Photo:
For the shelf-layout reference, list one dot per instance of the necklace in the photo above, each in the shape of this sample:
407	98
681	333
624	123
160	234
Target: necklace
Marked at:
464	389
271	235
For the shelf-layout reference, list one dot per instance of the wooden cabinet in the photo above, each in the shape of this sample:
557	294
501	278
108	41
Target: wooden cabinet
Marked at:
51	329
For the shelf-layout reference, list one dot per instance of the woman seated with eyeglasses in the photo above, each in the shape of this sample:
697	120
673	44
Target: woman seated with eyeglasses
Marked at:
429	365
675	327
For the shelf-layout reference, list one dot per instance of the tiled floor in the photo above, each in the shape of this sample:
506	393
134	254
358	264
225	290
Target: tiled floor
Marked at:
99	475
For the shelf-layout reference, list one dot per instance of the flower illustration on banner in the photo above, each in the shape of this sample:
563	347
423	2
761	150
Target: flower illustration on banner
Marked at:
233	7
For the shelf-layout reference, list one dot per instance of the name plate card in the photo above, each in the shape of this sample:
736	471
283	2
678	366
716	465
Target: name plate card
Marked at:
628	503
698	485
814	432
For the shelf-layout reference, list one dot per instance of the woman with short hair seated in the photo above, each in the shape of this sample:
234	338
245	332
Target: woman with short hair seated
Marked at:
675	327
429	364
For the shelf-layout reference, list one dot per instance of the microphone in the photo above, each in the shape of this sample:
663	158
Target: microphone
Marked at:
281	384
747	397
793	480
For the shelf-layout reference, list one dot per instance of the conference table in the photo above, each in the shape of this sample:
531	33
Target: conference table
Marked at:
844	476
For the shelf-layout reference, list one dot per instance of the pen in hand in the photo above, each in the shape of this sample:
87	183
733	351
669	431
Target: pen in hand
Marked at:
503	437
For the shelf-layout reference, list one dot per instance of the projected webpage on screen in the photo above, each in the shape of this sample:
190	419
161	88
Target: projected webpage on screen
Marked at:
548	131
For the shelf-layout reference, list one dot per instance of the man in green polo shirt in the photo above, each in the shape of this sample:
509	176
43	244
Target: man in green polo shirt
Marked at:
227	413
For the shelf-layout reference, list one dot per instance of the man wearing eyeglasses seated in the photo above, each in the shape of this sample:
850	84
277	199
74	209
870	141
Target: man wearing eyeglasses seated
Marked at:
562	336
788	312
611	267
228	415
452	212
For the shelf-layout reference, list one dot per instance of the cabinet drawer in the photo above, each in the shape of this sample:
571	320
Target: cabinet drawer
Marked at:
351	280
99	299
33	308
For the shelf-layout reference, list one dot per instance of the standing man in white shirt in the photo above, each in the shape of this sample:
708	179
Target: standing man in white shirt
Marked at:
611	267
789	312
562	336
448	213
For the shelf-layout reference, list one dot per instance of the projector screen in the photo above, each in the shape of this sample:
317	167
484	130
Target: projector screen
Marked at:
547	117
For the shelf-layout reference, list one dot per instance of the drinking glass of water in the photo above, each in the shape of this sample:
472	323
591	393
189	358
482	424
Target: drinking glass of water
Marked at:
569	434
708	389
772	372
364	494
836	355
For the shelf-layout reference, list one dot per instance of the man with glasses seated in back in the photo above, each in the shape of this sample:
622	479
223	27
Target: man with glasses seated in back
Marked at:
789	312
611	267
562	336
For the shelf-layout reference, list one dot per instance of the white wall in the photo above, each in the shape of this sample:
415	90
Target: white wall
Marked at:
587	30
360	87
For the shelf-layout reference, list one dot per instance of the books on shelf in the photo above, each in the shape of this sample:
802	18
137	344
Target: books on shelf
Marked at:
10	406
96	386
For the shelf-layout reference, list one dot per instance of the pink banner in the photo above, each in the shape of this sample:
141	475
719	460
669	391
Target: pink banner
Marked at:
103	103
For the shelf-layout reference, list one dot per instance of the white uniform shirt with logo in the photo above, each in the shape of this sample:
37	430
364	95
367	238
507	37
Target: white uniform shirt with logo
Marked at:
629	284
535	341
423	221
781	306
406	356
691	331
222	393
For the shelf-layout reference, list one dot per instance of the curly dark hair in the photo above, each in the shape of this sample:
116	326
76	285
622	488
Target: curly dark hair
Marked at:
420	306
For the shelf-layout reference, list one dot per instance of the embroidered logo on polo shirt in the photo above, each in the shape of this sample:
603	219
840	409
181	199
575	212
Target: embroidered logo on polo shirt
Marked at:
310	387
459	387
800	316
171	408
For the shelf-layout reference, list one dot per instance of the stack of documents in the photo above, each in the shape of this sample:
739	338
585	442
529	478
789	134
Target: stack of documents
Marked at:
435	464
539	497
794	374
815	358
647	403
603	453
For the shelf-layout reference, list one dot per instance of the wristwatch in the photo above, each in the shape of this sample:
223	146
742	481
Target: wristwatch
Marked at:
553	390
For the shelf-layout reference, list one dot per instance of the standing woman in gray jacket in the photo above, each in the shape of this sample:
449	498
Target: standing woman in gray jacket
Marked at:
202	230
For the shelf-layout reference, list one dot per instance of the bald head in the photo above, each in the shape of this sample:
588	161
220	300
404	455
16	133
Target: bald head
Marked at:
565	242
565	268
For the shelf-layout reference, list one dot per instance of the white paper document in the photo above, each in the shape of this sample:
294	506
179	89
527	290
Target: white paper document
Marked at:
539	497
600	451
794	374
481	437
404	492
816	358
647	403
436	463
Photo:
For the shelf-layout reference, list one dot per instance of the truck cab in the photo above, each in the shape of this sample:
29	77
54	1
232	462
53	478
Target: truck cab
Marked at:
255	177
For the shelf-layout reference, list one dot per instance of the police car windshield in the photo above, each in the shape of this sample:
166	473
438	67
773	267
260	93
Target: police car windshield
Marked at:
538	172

++++++++++++++++++++

From the line containing "of the wristwatch" down to the last line, reproduce the records exactly. Include both ends.

For the shelf-layout reference, list one dot per instance of the wristwatch in the photo above, each in the shape of this sample:
223	146
742	481
Target: wristwatch
Marked at:
553	390
For the shelf-layout reference, list one dot per instance of the standing woman in gray jacket in the photo above, each in the shape of this sample:
449	498
Target: standing woman in gray jacket
Marked at:
202	230
For the shelf-layout reference, list one dot per instance of the bald head in the photo above, each in the shape of this sample:
588	161
220	300
404	455
16	133
Target: bald head
Marked at:
565	242
565	268
For the shelf-layout reference, list one dot per instance of the white paper document in the photo above, each in the shape of this sample:
294	506
179	89
527	290
Target: white paper document
Marked at:
539	497
600	451
794	374
481	437
404	492
816	358
647	403
436	463
Photo:
For the shelf-layout reference, list one dot per instance of the truck cab in the photo above, each in the shape of this sample:
29	77
54	1
232	462
53	478
Target: truck cab
Marked at:
255	177
For the shelf-layout reference, list one dot per instance of the police car windshield in the photo above, each in the shape of this sample:
166	473
438	67
773	267
260	93
Target: police car windshield
Marked at:
538	172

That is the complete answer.